(Brano di riferimento):

************

Roma - “Le linee di ragionamento da portare avanti sono tre: considerare il gioco un attività legittima e piacevole, ricercare un giusto equilibrio fra esigenze regolamentari e libertà di scelta dei giocatori, assicurando un delicato equilibrio di relazioni e cooperazioni fra regolatore e mondo dei concessionari. In questa interrelazione di soggetti e discipline per me non è tanto importante l'azzardo, ma il disturbo da gioco patologico correlato; l'azzardo viene dopo, rispetto alla creazione di un sistema idoneo per saper intercettare, prevenire, monitorare ed eventualmente curare fenomeni patologico”.
Parole di Cristiano Iurilli, coordinatore didattico del corso di formazione professionalizzante istituito presso la facoltà di Medicina e chirurgia dell’Università di Roma Tor Vergata, “Giochi, scommesse e misure per la promozione del gioco responsabile. Il Dga”, nel suo intervento al convegno "Giochi e scommesse in Italia, la multidisciplinarietà normativa, il ruolo del consumatore e le prospettive di innovazione digitale" organizzato da Konsumer Italia e tenutosi oggi, martedì 22 febbraio, al Consiglio nazionale dell'economia e del lavoro a Roma.
“È un obiettivo difficile ma per far ciò va creata una cultura del gioco che può avere una componente economica chiara, ma che può essere nascosta, molto spesso il fun esclude il money, ma non sempre. Quindi, per raggiungere questi obiettivi, credo che la ricerca multidisciplinare sia fondamentale per realizzare un sistema armonico di tutele e regolamentazione, ma non può calare dall'alto, deve essere un percorso di accompagnamento da una consapevole spinta dal basso, dai consumatori e dai concessionari. La ricerca dal basso deve partire da componenti sociali che influenzano il gioco, implementare la sperimentazione, pilotare gli interventi per passare dalla teoria alla pratica, utilizzare i fondi messi a disposizione, creare a livello nazionale una maggiore capacità di ricerca”, afferma ancora Iurilli.

************

(Voci del dataset):
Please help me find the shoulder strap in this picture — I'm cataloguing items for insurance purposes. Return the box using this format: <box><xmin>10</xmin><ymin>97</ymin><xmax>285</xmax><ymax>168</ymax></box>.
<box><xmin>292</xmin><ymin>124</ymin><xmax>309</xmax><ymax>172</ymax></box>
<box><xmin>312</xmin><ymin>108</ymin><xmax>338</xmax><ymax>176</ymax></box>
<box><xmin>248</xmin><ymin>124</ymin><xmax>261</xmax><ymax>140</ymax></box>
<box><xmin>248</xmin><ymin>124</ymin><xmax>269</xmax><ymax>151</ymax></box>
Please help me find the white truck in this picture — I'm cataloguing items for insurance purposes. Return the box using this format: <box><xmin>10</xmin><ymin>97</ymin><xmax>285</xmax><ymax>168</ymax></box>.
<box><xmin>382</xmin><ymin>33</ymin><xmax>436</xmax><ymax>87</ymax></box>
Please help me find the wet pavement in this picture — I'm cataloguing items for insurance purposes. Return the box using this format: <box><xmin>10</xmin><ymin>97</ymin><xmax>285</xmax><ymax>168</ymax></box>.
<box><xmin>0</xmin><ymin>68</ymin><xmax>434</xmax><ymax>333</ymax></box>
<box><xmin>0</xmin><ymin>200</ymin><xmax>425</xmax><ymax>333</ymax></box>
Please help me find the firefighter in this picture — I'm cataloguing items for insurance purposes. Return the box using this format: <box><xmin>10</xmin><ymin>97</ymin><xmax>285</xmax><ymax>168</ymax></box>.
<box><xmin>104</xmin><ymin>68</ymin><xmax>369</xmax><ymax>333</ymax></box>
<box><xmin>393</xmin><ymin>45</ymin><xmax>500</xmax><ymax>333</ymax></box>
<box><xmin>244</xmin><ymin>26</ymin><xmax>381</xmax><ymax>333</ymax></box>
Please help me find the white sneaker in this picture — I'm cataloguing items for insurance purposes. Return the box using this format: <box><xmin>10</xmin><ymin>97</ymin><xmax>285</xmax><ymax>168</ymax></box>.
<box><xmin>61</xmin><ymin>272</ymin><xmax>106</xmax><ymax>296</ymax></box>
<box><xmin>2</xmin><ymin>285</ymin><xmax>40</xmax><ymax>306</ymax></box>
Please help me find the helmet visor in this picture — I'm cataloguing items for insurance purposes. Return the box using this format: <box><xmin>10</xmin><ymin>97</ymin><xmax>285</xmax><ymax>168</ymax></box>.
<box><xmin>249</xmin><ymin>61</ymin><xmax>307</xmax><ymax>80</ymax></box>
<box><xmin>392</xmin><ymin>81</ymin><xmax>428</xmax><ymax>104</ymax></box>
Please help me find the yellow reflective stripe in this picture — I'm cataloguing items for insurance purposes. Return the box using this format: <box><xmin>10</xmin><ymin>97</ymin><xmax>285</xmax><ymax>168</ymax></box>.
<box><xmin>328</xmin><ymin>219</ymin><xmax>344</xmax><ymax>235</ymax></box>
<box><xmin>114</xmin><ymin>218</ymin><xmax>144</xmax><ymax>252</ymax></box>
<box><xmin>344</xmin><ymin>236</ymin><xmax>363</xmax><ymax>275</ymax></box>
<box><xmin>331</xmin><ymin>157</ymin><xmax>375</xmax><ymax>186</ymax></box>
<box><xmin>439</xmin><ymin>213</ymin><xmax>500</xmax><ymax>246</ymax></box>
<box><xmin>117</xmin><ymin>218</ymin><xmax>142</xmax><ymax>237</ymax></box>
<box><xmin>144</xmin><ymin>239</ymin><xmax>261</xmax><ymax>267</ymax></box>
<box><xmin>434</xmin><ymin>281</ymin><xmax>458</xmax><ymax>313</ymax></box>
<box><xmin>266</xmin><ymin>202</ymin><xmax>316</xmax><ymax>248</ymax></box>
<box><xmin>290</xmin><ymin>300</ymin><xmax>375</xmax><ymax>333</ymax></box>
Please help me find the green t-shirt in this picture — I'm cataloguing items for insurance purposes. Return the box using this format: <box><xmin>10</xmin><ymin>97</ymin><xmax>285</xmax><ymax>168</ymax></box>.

************

(Consegne da svolgere):
1. Nel brano sul gioco responsabile, quali sono le azioni che, secondo Iurilli, il sistema idoneo deve saper compiere nei confronti dei fenomeni patologici? Le elenchi tutte.
2. In base al brano sul gioco responsabile, per quale ragione Iurilli ritiene fondamentale la ricerca multidisciplinare?

(Soluzioni per consegna):
1.
- Intercettare
- Prevenire
- Monitorare
- Eventualmente curare

2. Iurilli la ritiene fondamentale per realizzare un sistema armonico di tutele e regolamentazione.